Given information:
* start *

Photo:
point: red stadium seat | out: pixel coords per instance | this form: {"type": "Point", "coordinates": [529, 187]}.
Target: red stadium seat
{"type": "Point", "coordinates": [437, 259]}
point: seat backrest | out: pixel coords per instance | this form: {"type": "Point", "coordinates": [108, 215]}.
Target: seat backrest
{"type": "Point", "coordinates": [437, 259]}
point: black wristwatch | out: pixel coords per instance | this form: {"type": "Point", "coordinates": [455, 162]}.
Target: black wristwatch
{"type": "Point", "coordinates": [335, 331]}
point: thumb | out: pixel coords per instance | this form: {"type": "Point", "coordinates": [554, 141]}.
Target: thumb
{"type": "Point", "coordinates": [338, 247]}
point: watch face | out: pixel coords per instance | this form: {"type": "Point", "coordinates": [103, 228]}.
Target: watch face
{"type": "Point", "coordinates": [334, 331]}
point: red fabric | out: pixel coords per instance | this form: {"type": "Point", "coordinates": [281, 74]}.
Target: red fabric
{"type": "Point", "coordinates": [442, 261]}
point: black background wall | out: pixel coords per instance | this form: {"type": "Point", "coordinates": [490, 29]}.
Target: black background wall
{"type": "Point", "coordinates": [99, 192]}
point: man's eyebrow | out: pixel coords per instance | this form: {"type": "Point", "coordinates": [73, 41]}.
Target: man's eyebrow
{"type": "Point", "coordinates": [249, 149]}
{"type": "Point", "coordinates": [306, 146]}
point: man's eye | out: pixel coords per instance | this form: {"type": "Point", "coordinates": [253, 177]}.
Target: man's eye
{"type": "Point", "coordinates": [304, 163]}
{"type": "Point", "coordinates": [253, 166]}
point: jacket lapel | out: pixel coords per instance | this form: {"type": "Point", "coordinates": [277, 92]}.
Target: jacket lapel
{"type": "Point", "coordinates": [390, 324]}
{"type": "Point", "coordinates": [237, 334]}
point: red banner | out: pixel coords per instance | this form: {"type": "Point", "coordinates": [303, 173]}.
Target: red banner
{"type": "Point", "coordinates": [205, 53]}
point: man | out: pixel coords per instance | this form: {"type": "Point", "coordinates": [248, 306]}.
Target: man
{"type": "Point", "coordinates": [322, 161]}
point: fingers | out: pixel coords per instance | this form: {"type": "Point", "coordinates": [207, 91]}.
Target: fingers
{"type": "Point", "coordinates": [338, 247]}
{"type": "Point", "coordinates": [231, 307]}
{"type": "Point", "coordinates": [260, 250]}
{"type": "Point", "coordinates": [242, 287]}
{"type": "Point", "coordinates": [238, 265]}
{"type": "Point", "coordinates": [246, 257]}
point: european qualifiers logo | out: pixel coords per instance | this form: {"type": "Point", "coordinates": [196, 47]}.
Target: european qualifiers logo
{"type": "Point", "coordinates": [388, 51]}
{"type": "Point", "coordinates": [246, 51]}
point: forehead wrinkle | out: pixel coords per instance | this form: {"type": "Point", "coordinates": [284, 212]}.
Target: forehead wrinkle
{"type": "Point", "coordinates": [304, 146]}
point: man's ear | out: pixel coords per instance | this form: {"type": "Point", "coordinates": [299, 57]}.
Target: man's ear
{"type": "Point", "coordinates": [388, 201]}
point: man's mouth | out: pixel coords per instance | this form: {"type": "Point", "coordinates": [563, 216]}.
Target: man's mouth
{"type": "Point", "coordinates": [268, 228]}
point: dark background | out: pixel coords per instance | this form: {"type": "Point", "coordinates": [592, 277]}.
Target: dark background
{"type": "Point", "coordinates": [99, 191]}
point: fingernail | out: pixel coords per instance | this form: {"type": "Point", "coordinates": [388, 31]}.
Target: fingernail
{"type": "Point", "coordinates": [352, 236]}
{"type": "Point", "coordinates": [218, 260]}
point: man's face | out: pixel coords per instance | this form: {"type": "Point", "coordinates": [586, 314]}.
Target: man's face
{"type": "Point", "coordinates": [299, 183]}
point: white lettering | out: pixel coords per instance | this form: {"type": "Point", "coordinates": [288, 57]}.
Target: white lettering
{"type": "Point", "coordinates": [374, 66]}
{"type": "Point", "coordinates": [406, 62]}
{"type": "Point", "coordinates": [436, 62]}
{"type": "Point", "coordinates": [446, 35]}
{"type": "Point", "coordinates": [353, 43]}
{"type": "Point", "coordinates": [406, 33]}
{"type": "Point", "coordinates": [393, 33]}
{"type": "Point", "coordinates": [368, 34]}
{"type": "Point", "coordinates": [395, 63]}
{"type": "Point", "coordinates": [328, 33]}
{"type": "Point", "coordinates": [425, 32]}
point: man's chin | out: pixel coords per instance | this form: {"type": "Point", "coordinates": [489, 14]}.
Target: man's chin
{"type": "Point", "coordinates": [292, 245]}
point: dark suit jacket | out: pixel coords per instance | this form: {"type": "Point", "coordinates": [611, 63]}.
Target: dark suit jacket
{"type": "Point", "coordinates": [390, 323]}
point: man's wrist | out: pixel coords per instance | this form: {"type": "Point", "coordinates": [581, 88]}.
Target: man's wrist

* end *

Exercise directions:
Write out the entries above word for word.

Reply:
Photo:
point: red stadium seat | out: pixel coords per instance | this form: {"type": "Point", "coordinates": [529, 187]}.
Target: red stadium seat
{"type": "Point", "coordinates": [437, 259]}
point: seat backrest | out: pixel coords per instance | this form: {"type": "Point", "coordinates": [108, 215]}.
Target: seat backrest
{"type": "Point", "coordinates": [437, 259]}
point: black wristwatch | out: pixel coords per instance | this form: {"type": "Point", "coordinates": [455, 162]}.
Target: black wristwatch
{"type": "Point", "coordinates": [335, 331]}
point: thumb | out: pixel coords per instance | this form: {"type": "Point", "coordinates": [554, 141]}.
Target: thumb
{"type": "Point", "coordinates": [338, 247]}
point: watch face | out: pixel coords per instance | this form: {"type": "Point", "coordinates": [103, 228]}.
Target: watch face
{"type": "Point", "coordinates": [334, 331]}
point: red fabric | out: pixel coords per instance | this form: {"type": "Point", "coordinates": [281, 74]}.
Target: red fabric
{"type": "Point", "coordinates": [442, 261]}
point: black background wall | out: pixel coords per instance | this form: {"type": "Point", "coordinates": [490, 29]}.
Target: black background wall
{"type": "Point", "coordinates": [99, 192]}
point: man's eyebrow | out: pixel coords per instance | this form: {"type": "Point", "coordinates": [73, 41]}.
Target: man's eyebrow
{"type": "Point", "coordinates": [249, 149]}
{"type": "Point", "coordinates": [306, 146]}
point: man's eye | out: pixel coords per instance | this form: {"type": "Point", "coordinates": [253, 177]}.
Target: man's eye
{"type": "Point", "coordinates": [304, 163]}
{"type": "Point", "coordinates": [253, 166]}
point: jacket lapel | out: pixel coords per instance | this form: {"type": "Point", "coordinates": [277, 92]}.
Target: jacket lapel
{"type": "Point", "coordinates": [390, 324]}
{"type": "Point", "coordinates": [237, 334]}
point: red banner | out: pixel coords per instance | this form: {"type": "Point", "coordinates": [303, 173]}.
Target: red banner
{"type": "Point", "coordinates": [205, 53]}
point: man | out: pixel coords per instance | this form: {"type": "Point", "coordinates": [248, 306]}.
Target: man
{"type": "Point", "coordinates": [322, 161]}
point: fingers | out: pixel coords per instance | this form: {"type": "Point", "coordinates": [207, 91]}.
Target: fingers
{"type": "Point", "coordinates": [338, 247]}
{"type": "Point", "coordinates": [231, 307]}
{"type": "Point", "coordinates": [260, 250]}
{"type": "Point", "coordinates": [242, 287]}
{"type": "Point", "coordinates": [238, 265]}
{"type": "Point", "coordinates": [246, 257]}
point: european qualifiers logo | out: pixel coords per instance | this form: {"type": "Point", "coordinates": [196, 47]}.
Target: european qualifiers logo
{"type": "Point", "coordinates": [388, 51]}
{"type": "Point", "coordinates": [246, 51]}
point: forehead wrinkle | out: pixel coords per instance | this form: {"type": "Point", "coordinates": [284, 212]}.
Target: forehead wrinkle
{"type": "Point", "coordinates": [304, 146]}
point: man's ear | out: pixel coords per instance | this form: {"type": "Point", "coordinates": [299, 57]}.
Target: man's ear
{"type": "Point", "coordinates": [388, 201]}
point: man's mouth | out: pixel coords per instance | this form: {"type": "Point", "coordinates": [563, 216]}.
Target: man's mouth
{"type": "Point", "coordinates": [268, 228]}
point: dark background | out: pixel coords per instance | this form: {"type": "Point", "coordinates": [592, 277]}.
Target: dark background
{"type": "Point", "coordinates": [99, 191]}
point: fingernail | out: pixel coords per instance | this form: {"type": "Point", "coordinates": [388, 31]}.
Target: fingernail
{"type": "Point", "coordinates": [352, 236]}
{"type": "Point", "coordinates": [218, 260]}
point: man's face | out: pixel coords per instance | this form: {"type": "Point", "coordinates": [586, 314]}.
Target: man's face
{"type": "Point", "coordinates": [299, 183]}
point: white lettering | out: pixel coords per instance | this form: {"type": "Point", "coordinates": [288, 57]}.
Target: white lettering
{"type": "Point", "coordinates": [374, 66]}
{"type": "Point", "coordinates": [406, 62]}
{"type": "Point", "coordinates": [436, 62]}
{"type": "Point", "coordinates": [446, 35]}
{"type": "Point", "coordinates": [353, 43]}
{"type": "Point", "coordinates": [406, 33]}
{"type": "Point", "coordinates": [393, 33]}
{"type": "Point", "coordinates": [368, 34]}
{"type": "Point", "coordinates": [395, 63]}
{"type": "Point", "coordinates": [328, 33]}
{"type": "Point", "coordinates": [425, 32]}
point: man's chin | out: pixel coords per instance | this form: {"type": "Point", "coordinates": [489, 14]}.
Target: man's chin
{"type": "Point", "coordinates": [292, 245]}
point: dark suit jacket | out: pixel coords per instance | this form: {"type": "Point", "coordinates": [611, 63]}.
Target: dark suit jacket
{"type": "Point", "coordinates": [390, 323]}
point: man's wrist | out: pixel coords per instance | this form: {"type": "Point", "coordinates": [581, 88]}.
Target: man's wrist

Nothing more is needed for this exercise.